### SOURCE PASSAGE
The film was four years in the production and post-production processes. And "four," it turns out, is the concealed and mysterious number that rules the universe. Fours run though 4: the four dogs of the opening scene, the four drills that scare them away and the four snow removal trucks that sweep through the streets; the four "round (cloned) piglets" that Oleg encounters in a restaurant; the four sisters; the four dolls—with faces made from bread chewed by the old and toothless, witch-like hags of an impoverished and isolated provincial village—that are left behind after the death of one of the sisters.

The surviving "three sisters" (another of scriptwriter Vladimir Sorokin's cinematic allusions to Chekhov)—played by the Vovchenko triplets, non-actresses whom director Khrzhanovskii found working in a Moscow strip-club—return to the village to bury their murdered sister-prostitute just as Volodia is arrested and jailed as a serial killer. Marina's journey to the village is a voyage through hell: she passes through a "Russia" that cannot be distinguished from a wasteland, encountering people who are human only in name. As the reviewer in The New York Times has pointed out, rarely has a film portrayed such a disgusting view of humans, especially when they are in the presence of food.

The film is an aggressive assault on viewers' sensibilities: the glittery opening images of Moscow's middle-class respectability quickly give way to (beautifully composed) graphic depictions of decay, decrepitude, and the basest animal instincts. At the same time, the film's soundtrack is unrelenting: with not a single note of music, sound consists exclusively of background noises and dialogs that are almost always deviant and frequently profane, especially when spoken by the old, breast-baring women.

### WRITTEN TASKS
A - In the passage about the film 4, which number is said to rule the universe?
B - Write out the passage about the film 4 from "The film is" up to and including "old, breast-baring women.", substituting "audio track" for "soundtrack".

[Stored records]
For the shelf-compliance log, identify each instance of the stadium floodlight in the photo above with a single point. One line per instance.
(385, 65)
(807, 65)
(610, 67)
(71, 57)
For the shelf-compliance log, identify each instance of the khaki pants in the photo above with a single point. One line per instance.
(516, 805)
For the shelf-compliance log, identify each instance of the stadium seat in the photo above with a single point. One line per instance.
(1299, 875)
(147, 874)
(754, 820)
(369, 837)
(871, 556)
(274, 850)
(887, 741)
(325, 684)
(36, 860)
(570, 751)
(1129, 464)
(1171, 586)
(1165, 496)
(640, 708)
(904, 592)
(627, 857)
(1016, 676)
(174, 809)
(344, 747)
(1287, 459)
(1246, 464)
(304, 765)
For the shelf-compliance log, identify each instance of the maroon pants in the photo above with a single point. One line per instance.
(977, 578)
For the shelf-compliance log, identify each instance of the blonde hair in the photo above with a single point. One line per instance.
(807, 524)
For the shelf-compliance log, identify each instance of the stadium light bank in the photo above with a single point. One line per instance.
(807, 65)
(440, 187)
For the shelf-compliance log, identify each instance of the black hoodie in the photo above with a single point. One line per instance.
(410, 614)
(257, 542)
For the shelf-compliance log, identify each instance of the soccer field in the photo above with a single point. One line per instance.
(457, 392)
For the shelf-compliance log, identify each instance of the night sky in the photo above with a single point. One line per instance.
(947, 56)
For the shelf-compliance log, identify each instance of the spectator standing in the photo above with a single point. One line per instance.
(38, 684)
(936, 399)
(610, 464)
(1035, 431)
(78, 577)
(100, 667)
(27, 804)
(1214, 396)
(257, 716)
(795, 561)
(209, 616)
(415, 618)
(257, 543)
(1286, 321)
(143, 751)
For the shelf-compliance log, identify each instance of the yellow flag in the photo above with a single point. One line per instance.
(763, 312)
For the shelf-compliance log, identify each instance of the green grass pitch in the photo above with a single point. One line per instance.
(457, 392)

### WORKED SOLUTIONS
A - Four.

B -
The film is an aggressive assault on viewers' sensibilities: the glittery opening images of Moscow's middle-class respectability quickly give way to (beautifully composed) graphic depictions of decay, decrepitude, and the basest animal instincts. At the same time, the film's audio track is unrelenting: with not a single note of music, sound consists exclusively of background noises and dialogs that are almost always deviant and frequently profane, especially when spoken by the old, breast-baring women.